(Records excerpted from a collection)
+===+
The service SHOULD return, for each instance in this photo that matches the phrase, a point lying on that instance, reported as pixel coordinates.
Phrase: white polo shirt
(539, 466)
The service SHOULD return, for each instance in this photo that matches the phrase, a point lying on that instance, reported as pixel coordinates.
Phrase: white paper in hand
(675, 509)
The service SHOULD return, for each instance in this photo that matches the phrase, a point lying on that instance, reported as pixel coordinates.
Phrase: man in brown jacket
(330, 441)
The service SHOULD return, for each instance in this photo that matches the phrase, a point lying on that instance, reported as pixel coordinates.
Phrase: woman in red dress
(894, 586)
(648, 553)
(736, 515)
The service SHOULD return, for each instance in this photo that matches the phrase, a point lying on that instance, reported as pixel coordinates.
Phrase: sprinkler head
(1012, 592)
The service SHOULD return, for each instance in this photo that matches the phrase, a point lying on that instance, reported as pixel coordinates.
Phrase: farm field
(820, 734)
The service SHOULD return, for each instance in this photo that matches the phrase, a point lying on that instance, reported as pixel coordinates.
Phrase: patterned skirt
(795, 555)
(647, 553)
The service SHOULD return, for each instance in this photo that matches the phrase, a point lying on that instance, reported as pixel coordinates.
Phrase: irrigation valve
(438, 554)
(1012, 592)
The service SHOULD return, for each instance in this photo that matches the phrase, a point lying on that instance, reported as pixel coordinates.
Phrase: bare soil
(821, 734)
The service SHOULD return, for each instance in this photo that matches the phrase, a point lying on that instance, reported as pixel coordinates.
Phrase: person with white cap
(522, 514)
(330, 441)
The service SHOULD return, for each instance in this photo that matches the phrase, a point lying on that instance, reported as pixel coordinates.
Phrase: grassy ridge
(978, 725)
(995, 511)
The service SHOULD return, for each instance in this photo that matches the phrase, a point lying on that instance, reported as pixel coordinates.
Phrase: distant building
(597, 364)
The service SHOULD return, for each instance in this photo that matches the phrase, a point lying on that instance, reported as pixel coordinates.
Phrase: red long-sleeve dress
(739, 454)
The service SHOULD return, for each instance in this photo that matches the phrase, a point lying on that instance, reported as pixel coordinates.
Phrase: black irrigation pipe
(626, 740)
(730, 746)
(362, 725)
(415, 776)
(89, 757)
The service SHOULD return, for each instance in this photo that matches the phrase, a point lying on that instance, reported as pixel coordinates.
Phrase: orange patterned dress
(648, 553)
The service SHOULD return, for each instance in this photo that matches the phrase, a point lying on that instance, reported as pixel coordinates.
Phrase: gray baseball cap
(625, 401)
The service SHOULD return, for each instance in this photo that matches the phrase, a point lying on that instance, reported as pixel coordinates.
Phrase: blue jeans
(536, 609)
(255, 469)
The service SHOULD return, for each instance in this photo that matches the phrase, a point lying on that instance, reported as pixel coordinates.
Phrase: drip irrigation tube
+===+
-- Exercise instructions --
Repeat the entries above exactly, leaving nothing out.

-- Answer to the exercise --
The service SHOULD return, for each instance in this photo that matches the phrase, a point lying on that instance, reported as pixel coordinates.
Phrase: white polo shirt
(539, 466)
The service SHOULD return, for each instance in this photo that matches the phrase, a point lying on that instance, reported as pixel coordinates.
Phrase: white paper in hand
(675, 509)
The service SHOULD return, for each instance in this photo that matches the phrase, a point lying on that instance, reported as pixel coordinates.
Phrase: man in brown jacket
(330, 441)
The service SHOULD return, for each instance in this photo that matches the phrase, a point lying on that instance, reported as pixel coordinates.
Phrase: woman in red dress
(894, 586)
(648, 553)
(736, 515)
The service SHOULD return, for each instance in this photo that matches the phrase, a point lying on that instance, reported as pixel coordinates.
Phrase: sprinkler head
(1012, 592)
The service SHOULD return, for each instance in this photo that matches the phrase, a point lying on that instance, reported as pixel coordinates.
Phrase: farm field
(820, 734)
The service SHOULD return, for each instance in this photo that matches the phrase, a point lying on that instance, reported as pixel coordinates.
Phrase: patterned skirt
(795, 555)
(647, 553)
The service SHOULD return, for each instance in this photo that matches the phrase, a point lying on that instance, reported as pixel coordinates.
Phrase: irrigation valve
(438, 554)
(1012, 592)
The service SHOULD return, for each instance in this photo that matches the phrase, a point lying on that instance, reported as pixel coordinates.
Phrase: bare soil
(821, 734)
The service SHOULD return, for each instance in this photo that matches the phrase, a point lying on that instance, reported as pixel coordinates.
Phrase: person with white cap
(522, 514)
(330, 441)
The service SHOULD return, for each instance in this photo that matches the phrase, a point lying on that instance, reported as pixel coordinates.
Phrase: grassy ridge
(978, 725)
(995, 511)
The service SHOULD return, for each instance in this photo that matches the phrase, a point lying on that instance, reported as pixel coordinates.
Phrase: distant building
(597, 364)
The service SHOULD return, for each instance in this photo that matches the phrase, a point lying on that instance, reported as pixel coordinates.
Phrase: red long-sleeve dress
(739, 454)
The service SHOULD return, for each instance in this photo that matches the phrase, a point lying on that instance, reported as pixel coordinates.
Phrase: black irrigation pipe
(626, 740)
(730, 746)
(362, 725)
(415, 776)
(89, 757)
The service SHOULD return, for each instance in this photo that matches the phrase, a point lying on that instance, reported as pixel coordinates.
Phrase: orange patterned dress
(648, 553)
The service SHOULD return, for each instance in this photo that matches the phrase, a point lying on that instance, reported as pixel coordinates.
Phrase: gray baseball cap
(625, 401)
The service SHOULD return, for each instance in this photo that matches the phrase, a point lying on that instance, reported as pixel coordinates.
Phrase: blue jeans
(536, 609)
(255, 469)
The service SHOULD return, for each instance in this photo that matches the phrase, a point lying on that instance, reported as pixel coordinates.
Phrase: drip irrigation tube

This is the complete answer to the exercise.